EXERCISE - Make an exact copy of the entries that come next.
Segment Start: DATA EXTRACTS
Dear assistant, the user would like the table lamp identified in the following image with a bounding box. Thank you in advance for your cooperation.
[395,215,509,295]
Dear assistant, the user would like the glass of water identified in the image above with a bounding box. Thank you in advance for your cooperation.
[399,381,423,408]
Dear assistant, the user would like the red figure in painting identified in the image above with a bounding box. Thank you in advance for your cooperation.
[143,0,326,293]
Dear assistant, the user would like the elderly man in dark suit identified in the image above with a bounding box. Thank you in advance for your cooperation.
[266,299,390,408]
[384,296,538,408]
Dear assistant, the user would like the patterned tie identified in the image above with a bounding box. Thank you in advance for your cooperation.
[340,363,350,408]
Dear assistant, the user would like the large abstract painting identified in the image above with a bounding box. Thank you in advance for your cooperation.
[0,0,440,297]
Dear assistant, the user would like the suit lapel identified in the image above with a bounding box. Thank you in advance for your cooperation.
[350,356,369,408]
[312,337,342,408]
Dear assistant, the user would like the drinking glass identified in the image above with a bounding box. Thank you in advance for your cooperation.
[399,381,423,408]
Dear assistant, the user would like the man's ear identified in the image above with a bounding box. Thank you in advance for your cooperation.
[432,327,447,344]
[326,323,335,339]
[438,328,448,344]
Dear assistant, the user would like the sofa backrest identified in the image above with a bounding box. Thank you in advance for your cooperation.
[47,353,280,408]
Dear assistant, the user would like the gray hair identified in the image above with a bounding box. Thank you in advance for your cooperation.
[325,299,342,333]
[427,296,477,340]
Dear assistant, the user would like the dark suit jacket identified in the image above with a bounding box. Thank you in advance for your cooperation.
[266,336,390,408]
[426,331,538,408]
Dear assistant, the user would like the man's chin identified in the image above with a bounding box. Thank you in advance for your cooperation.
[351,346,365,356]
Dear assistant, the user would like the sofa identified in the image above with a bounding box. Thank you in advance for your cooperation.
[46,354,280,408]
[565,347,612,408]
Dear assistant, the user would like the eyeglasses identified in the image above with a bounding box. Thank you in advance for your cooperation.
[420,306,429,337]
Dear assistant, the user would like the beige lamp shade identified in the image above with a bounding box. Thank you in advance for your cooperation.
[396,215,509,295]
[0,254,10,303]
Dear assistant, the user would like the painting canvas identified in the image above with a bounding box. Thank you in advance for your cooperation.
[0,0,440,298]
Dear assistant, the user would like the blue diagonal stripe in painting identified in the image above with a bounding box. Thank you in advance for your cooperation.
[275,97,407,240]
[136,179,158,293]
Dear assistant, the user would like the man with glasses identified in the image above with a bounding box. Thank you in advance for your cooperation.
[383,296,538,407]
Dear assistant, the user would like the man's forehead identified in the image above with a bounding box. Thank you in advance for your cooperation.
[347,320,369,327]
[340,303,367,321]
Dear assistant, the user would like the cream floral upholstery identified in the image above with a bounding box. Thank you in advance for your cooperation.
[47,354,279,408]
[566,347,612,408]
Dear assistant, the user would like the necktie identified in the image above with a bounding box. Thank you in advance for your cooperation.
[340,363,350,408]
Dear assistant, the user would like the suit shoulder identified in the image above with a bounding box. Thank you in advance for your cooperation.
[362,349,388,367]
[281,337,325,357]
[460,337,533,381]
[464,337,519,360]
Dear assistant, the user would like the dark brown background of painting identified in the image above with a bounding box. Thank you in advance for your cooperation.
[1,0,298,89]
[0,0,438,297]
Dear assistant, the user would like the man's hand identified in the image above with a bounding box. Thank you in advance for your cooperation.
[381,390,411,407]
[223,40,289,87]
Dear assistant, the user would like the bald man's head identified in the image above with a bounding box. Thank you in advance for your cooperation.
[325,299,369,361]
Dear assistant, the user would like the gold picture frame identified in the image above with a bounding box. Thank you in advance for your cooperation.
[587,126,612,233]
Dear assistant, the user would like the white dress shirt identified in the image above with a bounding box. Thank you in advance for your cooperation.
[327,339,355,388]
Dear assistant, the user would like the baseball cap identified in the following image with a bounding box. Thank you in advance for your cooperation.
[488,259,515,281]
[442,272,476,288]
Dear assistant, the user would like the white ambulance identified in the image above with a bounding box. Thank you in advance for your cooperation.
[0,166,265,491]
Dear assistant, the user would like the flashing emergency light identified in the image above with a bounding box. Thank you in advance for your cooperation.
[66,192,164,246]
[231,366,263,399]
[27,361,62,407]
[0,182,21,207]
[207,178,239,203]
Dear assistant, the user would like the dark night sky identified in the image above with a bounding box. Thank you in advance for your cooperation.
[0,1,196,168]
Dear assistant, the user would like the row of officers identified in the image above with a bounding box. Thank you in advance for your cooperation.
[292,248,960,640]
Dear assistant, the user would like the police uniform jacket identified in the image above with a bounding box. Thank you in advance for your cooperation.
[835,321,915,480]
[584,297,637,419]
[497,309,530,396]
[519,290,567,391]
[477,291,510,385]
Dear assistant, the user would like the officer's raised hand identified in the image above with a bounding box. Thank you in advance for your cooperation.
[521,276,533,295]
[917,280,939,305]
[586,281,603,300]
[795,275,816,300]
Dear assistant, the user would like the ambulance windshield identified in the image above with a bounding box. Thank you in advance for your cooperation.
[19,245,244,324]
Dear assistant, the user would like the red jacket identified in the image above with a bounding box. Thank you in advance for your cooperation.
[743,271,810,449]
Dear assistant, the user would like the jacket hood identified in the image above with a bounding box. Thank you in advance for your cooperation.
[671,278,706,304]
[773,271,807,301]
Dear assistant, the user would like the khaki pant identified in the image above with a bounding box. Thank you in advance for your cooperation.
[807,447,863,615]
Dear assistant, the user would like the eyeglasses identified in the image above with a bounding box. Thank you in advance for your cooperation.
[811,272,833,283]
Segment End: DATA EXTRACTS
RESULT OF THE TASK -
Dear assistant, the user would like the table lamp identified in the following image with a bounding box. Thank you in advance for your cooperation.
[395,215,509,295]
Dear assistant, the user would like the glass of water identified in the image above with a bounding box. Thank you in advance for your cooperation.
[399,381,423,408]
Dear assistant, the user would like the red figure in painting identified in the image above with a bounding box. Thank you in advance for your cooperation.
[143,0,326,293]
Dear assistant, the user would like the elderly man in dark suit identified in the image above with a bounding box. Thank you in advance for your cooperation.
[266,299,390,408]
[384,296,538,408]
Dear assistant, the user would like the patterned tie identified in the image above with a bounding box. Thank you in advance for your cooperation.
[340,363,350,408]
Dear assistant, the user would like the large abstract painting identified in the image above with a bounding box. Thank you in advance for your cooperation.
[0,0,440,297]
Dear assistant, the user would like the suit lapel identified in the image above with a bounding box. Thank you in advance for your cooperation.
[350,356,369,408]
[312,337,342,408]
Dear assistant, the user would like the drinking glass identified in the image above with a bounding box. Thank you in advance for your cooperation.
[399,381,423,408]
Dear assistant, the user would like the man's ear identified in the image above with a bounding box. Thank you in advance for your cooperation.
[432,327,447,344]
[326,323,335,339]
[438,328,448,344]
Dear assistant, the user would like the sofa backrest identified in the image above with a bounding box. Thank you in advance for your cooperation.
[47,353,280,408]
Dear assistant, the user would like the gray hair identified in the image above with a bounding box. Thank you in advance for your cooperation.
[325,299,342,333]
[427,296,477,340]
Dear assistant, the user would like the dark suit jacket identified in the image above with a bounding box. Thank you in advance for your cooperation.
[266,336,390,408]
[426,331,538,408]
Dear assistant, the user would like the man's chin identified in the image above with a bounding box. Thank you in advance for your cooperation.
[351,346,365,356]
Dear assistant, the user would like the sofa identified in the image above with a bounding box. Thank you in advance for your cooperation.
[46,354,280,408]
[565,347,612,408]
Dear assistant, the user would like the eyeglasses identified in the image above with a bounding box. Thank you in advance for your cooperation.
[420,306,429,337]
Dear assistant, the user would like the beige lamp shade identified in the image above with a bounding box. Thank you in advance for your cooperation.
[396,215,509,295]
[0,254,10,303]
Dear assistant, the user would like the painting canvas identified in the image above with a bounding box. Thank you in advance for your cooperation.
[0,0,440,298]
Dear assistant, the user would like the blue diagonal stripe in painting identified in the image above with a bounding box. Thank you in advance for your cooperation.
[275,97,407,240]
[136,179,158,293]
Dear assistant, the user would like the man with glasses identified in the image above with a bounding box. Thank you in advance for your cooperation.
[383,296,538,407]
Dear assistant, the user would like the man's forehead identified in the image above with a bounding box. Thank you in advance for your cooperation.
[347,320,369,327]
[340,303,367,321]
Dear assistant, the user would like the cream floral upholstery identified in the image above with a bounding box. Thank you in advance for your cooperation.
[47,354,279,408]
[566,347,612,408]
Dear assistant, the user would like the necktie identified in the image above with a bounding box. Thank you in advance for your cooperation.
[340,363,350,408]
Dear assistant, the user would like the suit shoulder identified in the image above with a bounding box. Thank you in advance for your cooperation.
[362,349,388,367]
[281,337,325,357]
[460,337,533,381]
[464,337,519,360]
Dear assistant, the user would like the dark brown background of painting identified in the image above with a bounding box. Thank you in advance for your cooperation.
[1,0,298,89]
[0,0,438,297]
Dear assistant, the user would like the man's hand identified in the image above with a bounding box. Thank you in advance for your cooperation.
[381,390,411,407]
[223,40,289,87]
Dear assistant, the user would like the bald man's head identified in the image above with a bounding box. Thank you in advance for your cooperation.
[325,299,369,361]
Dear assistant, the user would like the gold picture frame identified in the image above with a bounding box. Thank you in advance for your cooperation.
[587,126,612,233]
Dear assistant, the user would like the white dress shirt identified in the image above with a bounding box. Thank you in advance for your cooperation.
[327,339,355,388]
Dear assistant, the user would like the baseball cap identified in the following image with a bounding box. Thank you in advance for your cooperation.
[488,259,515,281]
[442,272,476,288]
Dear assistant, the user would like the white ambulance identified in the image above with a bounding box. Thank you in advance for your cooperation.
[0,166,265,491]
Dear assistant, the user would like the flashing emergency light identified in the image above with a bounding box. Thank you in advance for your cooperation.
[66,192,164,246]
[231,366,263,399]
[27,361,62,407]
[0,182,21,207]
[207,178,239,203]
Dear assistant, the user would like the dark night sky identified in the image above with a bounding box. Thank you in advance for your cooperation.
[0,1,196,168]
Dear assistant, the user would like the row of officers identified in the image above with a bounding box. Thank you in advance for your cooperation.
[292,248,960,640]
Dear assistant, the user would like the police uniform jacket identified in the image above with a bounding box. Thank you in advance for your cooperation.
[835,321,915,480]
[584,297,637,419]
[497,309,530,396]
[519,290,567,391]
[477,291,510,385]
Dear assistant, the user would like the officer's raised hand identified in the image above with a bounding box. Thank you in advance for your cooperation.
[521,276,533,295]
[917,280,939,305]
[586,281,603,300]
[795,275,816,300]
Dear assistant, the user would like the ambulance windshield identified in the image above with a bounding box. Thank you in advance for your cooperation.
[19,245,244,324]
Dear assistant, the user would like the red jacket identified in the image above with a bounding box. Thank you in advance for your cooperation.
[743,271,810,449]
Dear assistant, the user would like the jacket hood identified in the image above with a bounding box. Thank you in advance for your cooperation.
[671,278,706,304]
[773,271,807,301]
Dear assistant, the user would like the khaki pant identified in the image above with a bounding box. Thank you in advance for your cooperation.
[807,447,863,615]
Dear assistant, the user would like the eyeglasses identified in the image above with a bounding box. Thank you in advance for your cooperation.
[811,272,833,283]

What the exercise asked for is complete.